**** THE DATA
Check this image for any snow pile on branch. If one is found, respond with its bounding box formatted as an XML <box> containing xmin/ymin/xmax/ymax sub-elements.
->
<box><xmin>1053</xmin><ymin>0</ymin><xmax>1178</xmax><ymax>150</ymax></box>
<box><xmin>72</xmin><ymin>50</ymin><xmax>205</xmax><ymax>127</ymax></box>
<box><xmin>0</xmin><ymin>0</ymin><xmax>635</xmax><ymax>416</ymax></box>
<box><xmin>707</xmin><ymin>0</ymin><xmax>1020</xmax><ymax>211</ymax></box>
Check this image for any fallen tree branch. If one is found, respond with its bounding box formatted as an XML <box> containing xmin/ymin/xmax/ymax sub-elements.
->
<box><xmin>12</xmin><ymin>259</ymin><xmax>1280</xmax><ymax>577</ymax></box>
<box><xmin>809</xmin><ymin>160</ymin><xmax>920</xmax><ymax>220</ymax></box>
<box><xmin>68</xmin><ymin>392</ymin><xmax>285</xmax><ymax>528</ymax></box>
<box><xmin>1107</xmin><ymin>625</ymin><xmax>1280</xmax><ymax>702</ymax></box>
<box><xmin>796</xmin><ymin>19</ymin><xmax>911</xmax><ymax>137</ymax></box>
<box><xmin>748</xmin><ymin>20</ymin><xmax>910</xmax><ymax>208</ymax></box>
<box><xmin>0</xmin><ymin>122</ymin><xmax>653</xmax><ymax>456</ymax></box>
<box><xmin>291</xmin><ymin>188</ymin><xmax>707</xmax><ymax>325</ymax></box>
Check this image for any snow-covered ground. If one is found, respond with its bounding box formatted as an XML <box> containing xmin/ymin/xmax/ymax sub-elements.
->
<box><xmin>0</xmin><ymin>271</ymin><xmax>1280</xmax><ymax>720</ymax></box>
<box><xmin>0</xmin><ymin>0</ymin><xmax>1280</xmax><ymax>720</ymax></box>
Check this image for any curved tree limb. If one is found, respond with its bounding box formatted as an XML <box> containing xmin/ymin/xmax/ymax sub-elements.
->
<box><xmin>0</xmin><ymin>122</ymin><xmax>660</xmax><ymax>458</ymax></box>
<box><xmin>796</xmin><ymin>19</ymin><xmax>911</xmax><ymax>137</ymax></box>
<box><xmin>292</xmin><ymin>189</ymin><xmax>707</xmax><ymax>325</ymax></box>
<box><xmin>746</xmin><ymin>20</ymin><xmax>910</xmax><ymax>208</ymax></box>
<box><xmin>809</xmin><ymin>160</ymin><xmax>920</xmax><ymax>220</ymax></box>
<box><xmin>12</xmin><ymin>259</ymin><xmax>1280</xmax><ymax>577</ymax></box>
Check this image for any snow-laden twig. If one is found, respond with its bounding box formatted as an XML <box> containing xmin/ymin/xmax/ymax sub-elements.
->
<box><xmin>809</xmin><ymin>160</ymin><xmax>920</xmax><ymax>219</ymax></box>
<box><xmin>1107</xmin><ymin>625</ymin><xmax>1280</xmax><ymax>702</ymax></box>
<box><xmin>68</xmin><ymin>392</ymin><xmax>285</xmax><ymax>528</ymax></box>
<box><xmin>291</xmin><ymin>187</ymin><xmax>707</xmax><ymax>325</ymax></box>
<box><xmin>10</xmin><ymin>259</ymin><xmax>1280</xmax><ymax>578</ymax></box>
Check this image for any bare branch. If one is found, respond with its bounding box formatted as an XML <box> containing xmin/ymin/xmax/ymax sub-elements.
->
********
• _WHAT NEEDS TO BE DONE_:
Find every line in the listing above that contains the string "snow" and copy each of those lines in full.

• _EXERCISE ANSWER_:
Check this image for any snow pile on branch. If one is found, respond with its bounding box formatted as an XML <box> containing xmin/ymin/xmax/ymax sub-elements.
Check this image for any snow-covered ground. If one is found, respond with its bounding box formatted as an XML <box> containing xmin/ymin/xmax/ymax sub-elements.
Check this image for any snow-laden twig. If one is found, respond with its bounding box formatted as an XML <box> containing xmin/ymin/xmax/ymax sub-elements.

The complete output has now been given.